#### [Requirement]
How would you render this sentence from the passage on Crawford's book in Spanish: "What we need in an age of distraction is patient and focused attention on the world around us, a reconnection with the world."?

These posts aren't going to be a review or a summary of The World Beyond Your Head. Rather, I'm collecting bits of Crawford's project and making connections with my book Hunting Magic Eels: Recovering an Enchanted Faith in a Skeptical Age.
The reason for making some connections between the two books is how Crawford's project bolsters and helps make the central case in Hunting Magic Eels. Specifically, Crawford makes the argument that the modern self has to be pulled out of itself and away from the virtual world to, in the words of Crawford, "reclaim the real." What we need in an age of distraction is patient and focused attention on the world around us, a reconnection with the world.
If you know Crawford's work, his focus on "reclaiming the real" is mainly focused on immersive craft and mechanical work, skilled manual labor. For example, he spends the entire last part of The World Beyond Your Head doing a deep dive into the world of the building and repair of pipe organs. Crawford does though, in the book, also spend a chapter on social relationships, our attention turned to each other, fellow and very real human beings. I'd like to follow that lead, to widen the view even further, to go beyond working with your hands to talk about God.

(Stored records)
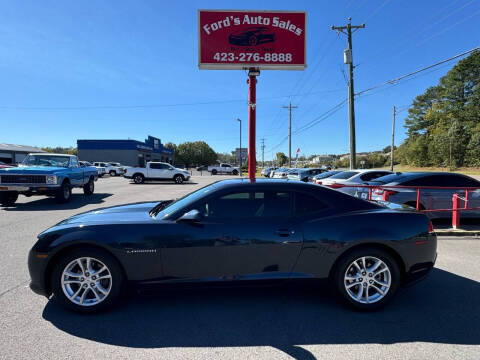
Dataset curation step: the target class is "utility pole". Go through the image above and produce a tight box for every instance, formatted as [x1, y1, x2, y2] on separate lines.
[390, 106, 397, 171]
[282, 102, 298, 167]
[237, 119, 242, 177]
[260, 138, 265, 168]
[332, 18, 365, 169]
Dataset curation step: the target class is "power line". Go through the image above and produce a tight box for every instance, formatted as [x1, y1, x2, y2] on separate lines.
[0, 89, 343, 110]
[355, 47, 480, 96]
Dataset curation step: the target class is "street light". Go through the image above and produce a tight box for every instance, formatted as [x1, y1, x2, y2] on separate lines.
[237, 119, 242, 177]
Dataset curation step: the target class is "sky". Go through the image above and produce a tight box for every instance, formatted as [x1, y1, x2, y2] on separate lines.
[0, 0, 480, 160]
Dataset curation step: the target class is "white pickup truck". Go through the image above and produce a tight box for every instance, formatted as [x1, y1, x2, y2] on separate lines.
[123, 161, 190, 184]
[208, 163, 240, 175]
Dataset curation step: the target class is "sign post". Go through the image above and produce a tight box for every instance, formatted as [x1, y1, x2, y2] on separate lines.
[198, 10, 307, 181]
[248, 68, 260, 181]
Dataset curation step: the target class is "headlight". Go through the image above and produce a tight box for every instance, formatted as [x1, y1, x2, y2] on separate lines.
[47, 175, 57, 184]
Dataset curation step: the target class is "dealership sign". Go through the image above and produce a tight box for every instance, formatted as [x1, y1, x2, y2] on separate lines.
[198, 10, 306, 70]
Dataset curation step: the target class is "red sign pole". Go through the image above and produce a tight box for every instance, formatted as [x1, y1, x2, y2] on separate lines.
[247, 68, 260, 182]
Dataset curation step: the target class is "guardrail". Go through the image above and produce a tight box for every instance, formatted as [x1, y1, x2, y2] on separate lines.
[318, 183, 480, 229]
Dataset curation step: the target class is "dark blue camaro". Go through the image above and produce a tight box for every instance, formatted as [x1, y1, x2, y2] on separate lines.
[28, 179, 437, 312]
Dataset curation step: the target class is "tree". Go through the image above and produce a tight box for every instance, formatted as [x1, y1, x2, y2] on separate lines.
[399, 51, 480, 167]
[277, 152, 288, 166]
[176, 141, 217, 168]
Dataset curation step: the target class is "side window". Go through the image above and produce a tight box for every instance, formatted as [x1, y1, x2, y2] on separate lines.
[202, 191, 292, 219]
[360, 171, 389, 181]
[432, 174, 480, 187]
[399, 176, 435, 186]
[205, 192, 263, 219]
[295, 193, 327, 216]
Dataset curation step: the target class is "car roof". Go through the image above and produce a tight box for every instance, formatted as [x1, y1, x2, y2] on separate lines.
[374, 171, 469, 184]
[28, 153, 75, 156]
[210, 178, 318, 189]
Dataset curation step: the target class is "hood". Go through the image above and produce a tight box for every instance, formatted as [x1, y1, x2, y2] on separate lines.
[0, 166, 67, 175]
[56, 202, 158, 226]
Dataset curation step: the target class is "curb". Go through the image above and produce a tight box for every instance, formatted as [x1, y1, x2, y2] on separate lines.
[434, 229, 480, 237]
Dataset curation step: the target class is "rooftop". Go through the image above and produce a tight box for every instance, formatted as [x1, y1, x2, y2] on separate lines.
[0, 143, 45, 153]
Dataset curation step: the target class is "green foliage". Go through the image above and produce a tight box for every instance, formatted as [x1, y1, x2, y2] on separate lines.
[42, 146, 78, 155]
[277, 152, 288, 166]
[175, 141, 217, 168]
[397, 51, 480, 168]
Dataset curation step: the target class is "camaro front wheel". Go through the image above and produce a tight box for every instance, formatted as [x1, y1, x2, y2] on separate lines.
[333, 248, 400, 311]
[52, 248, 123, 313]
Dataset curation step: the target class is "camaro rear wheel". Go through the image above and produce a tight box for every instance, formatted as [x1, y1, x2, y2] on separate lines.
[334, 248, 400, 311]
[52, 248, 123, 313]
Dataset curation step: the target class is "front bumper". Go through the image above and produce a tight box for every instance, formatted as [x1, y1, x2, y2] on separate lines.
[0, 184, 60, 192]
[28, 250, 51, 297]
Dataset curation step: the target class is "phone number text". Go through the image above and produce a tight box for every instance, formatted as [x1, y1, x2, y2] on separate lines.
[213, 53, 292, 62]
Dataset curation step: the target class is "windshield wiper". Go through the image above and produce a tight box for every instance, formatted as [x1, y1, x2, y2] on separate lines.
[148, 200, 173, 217]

#### [Reply]
Lo que necesitamos en una era de distracción es una atención paciente y concentrada en el mundo que nos rodea, una reconexión con el mundo.